* PROBLEMA PROPOSTO: Copie todas as linhas dos dados abaixo, sem alterar nada.

Dados brutos
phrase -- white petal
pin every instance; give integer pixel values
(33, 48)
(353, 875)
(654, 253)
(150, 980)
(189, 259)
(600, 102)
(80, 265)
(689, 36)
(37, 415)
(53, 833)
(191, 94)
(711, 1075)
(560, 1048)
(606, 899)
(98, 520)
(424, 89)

* RESULTADO:
phrase -- white petal
pin every instance; give integer pixel values
(33, 48)
(353, 875)
(654, 253)
(150, 980)
(189, 259)
(600, 102)
(80, 265)
(689, 36)
(37, 415)
(53, 833)
(191, 94)
(711, 1075)
(560, 1048)
(606, 899)
(98, 520)
(424, 89)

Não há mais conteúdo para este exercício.